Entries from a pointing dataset
---+---
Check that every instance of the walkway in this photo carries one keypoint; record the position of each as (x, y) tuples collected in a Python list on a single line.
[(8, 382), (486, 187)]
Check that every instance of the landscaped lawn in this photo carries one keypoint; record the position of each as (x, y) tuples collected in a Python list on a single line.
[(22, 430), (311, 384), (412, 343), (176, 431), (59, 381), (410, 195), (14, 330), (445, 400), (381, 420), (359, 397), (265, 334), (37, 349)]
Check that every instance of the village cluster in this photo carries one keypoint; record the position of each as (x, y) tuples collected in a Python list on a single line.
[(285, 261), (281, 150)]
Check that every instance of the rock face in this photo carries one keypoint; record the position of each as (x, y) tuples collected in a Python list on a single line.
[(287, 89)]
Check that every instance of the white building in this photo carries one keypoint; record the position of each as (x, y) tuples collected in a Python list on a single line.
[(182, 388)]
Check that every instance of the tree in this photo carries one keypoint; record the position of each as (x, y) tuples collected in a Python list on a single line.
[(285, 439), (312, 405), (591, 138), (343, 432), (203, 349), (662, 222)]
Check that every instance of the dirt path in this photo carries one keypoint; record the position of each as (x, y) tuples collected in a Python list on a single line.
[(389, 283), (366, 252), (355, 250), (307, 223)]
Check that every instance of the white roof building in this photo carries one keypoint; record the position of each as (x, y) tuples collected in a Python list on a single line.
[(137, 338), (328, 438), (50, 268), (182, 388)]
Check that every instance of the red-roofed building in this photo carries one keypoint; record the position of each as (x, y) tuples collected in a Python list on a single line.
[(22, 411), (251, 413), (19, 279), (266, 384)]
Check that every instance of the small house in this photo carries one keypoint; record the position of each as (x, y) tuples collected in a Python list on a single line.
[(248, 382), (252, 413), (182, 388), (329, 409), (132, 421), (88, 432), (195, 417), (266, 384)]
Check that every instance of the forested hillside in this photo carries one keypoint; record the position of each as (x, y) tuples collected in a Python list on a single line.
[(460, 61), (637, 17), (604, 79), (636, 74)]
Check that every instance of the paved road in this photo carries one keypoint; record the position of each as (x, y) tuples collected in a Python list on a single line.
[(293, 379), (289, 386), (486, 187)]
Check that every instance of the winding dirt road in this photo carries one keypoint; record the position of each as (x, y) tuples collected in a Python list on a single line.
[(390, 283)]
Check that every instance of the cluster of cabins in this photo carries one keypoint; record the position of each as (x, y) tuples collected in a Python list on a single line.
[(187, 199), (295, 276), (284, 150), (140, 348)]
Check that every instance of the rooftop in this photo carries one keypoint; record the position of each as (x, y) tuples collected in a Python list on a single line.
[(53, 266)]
---+---
▶ **Problem to work on**:
Lay out each line of the items above as a Markdown table with the columns Row and Line. Number the rows in order and leave out any blank lines.

▶ **Response to this exercise**:
| Row | Line |
|---|---|
| 1 | Check that every instance of the walkway in this photo carries one keypoint; record the position of each as (x, y) tuples collected in a Python list on a single line. |
| 2 | [(8, 382), (486, 187)] |
| 3 | Check that every instance of the landscaped lawn in this photo carries one keypoint; record the position of each as (x, y) tuples collected in a Python list on a single line. |
| 4 | [(22, 430), (311, 384), (412, 343), (176, 431), (59, 381), (410, 195), (14, 330), (445, 400), (381, 420), (359, 397), (265, 334), (37, 349)] |
| 5 | Check that every instance of the village cluster in this photo carries one keypoint; record the position of each as (x, y) tuples collected in a Python list on a single line. |
| 6 | [(285, 261), (281, 150)] |
| 7 | Check that every instance of the rock face in this photo carries one keypoint; record the position of each as (x, y) tuples collected in a Python list on a single line. |
| 8 | [(287, 89)] |
| 9 | Check that every instance of the white building in this photo carries one keypoint; record the position of each as (x, y) tuples collected in a Python list on a single line. |
| 10 | [(182, 388)] |
| 11 | Check that every instance of the tree in this photo carries one keypoint; record the position of each as (x, y) tuples collected in a Python list on a single line. |
| 12 | [(285, 439), (312, 405), (591, 138), (343, 432), (203, 349), (662, 222)] |
| 13 | Check that every instance of the dirt path in this photo carries one keypoint; record the position of each as (x, y) tuples collected in a Python list on a single line. |
| 14 | [(389, 283), (366, 252), (355, 250), (307, 223)] |
| 15 | Check that every instance of the white roof building in this photo carries one keypoint; record the position of each as (x, y) tuples collected in a Python list on a single line. |
| 16 | [(137, 338), (328, 438), (50, 268), (182, 388)] |
| 17 | Check that every instance of the red-roofed building in this photo carries one keypoint; record the position of each as (x, y) tuples collected in a Python list on a single line. |
| 18 | [(22, 411), (251, 413), (19, 279), (266, 384)] |
| 19 | Check that every instance of the small house in this photo carries one keypoint; record the position of each as (x, y) tuples collected in a Python list on a single line. |
| 20 | [(248, 382), (252, 413), (182, 388), (329, 409), (132, 421), (88, 432), (195, 417), (266, 384)] |
| 21 | Check that every instance of the forested hillside in this photo carries one keypoint; record the position of each as (x, y) tuples collected in a Python list on a single line. |
| 22 | [(460, 61), (637, 17), (604, 79), (636, 74)] |
| 23 | Check that every instance of the paved road in this photo carries one keypoint; record the position of each as (x, y) tuples collected in a Python list on a single line. |
| 24 | [(293, 379), (289, 386), (486, 187)] |
| 25 | Check that every instance of the winding dirt road in this photo carries one keypoint; record the position of each as (x, y) tuples collected in a Python list on a single line. |
| 26 | [(390, 283)] |
| 27 | Check that every instance of the cluster of cabins in this photo carries one keypoint; record the position of each as (x, y) tuples collected in a Python list on a single line. |
| 28 | [(187, 199), (295, 276), (284, 150), (140, 348)] |
| 29 | Check that every instance of the rooftop in this photo carries one keypoint; record the position of each as (x, y) tuples collected in a Python list on a single line. |
| 30 | [(53, 266)] |